• [ENTRIES SHOWN]

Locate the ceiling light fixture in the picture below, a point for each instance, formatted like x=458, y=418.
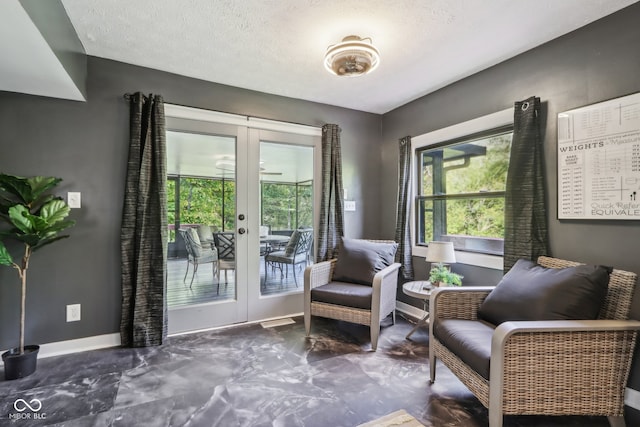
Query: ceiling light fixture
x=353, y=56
==
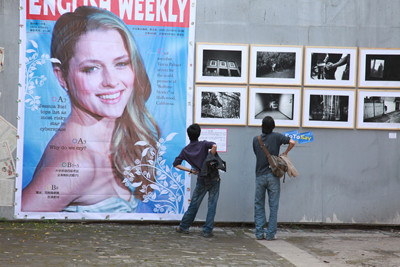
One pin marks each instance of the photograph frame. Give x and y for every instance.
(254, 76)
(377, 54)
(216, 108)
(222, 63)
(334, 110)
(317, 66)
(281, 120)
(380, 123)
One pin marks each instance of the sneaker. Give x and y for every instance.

• [DIRECTIONS FOR THIS TASK] Format the lines from the line with "Locate the ceiling" to the line with "x=353, y=56" as a two-column CSV headed instruction and coordinates, with one row pairing each text with its answer and every value in a single quoted field, line breaks changed to spaces. Leave the picture out.

• [IN RESPONSE]
instruction,coordinates
"Locate the ceiling light fixture in the picture below, a point for each instance, formatted like x=458, y=418. Query: ceiling light fixture","x=353, y=56"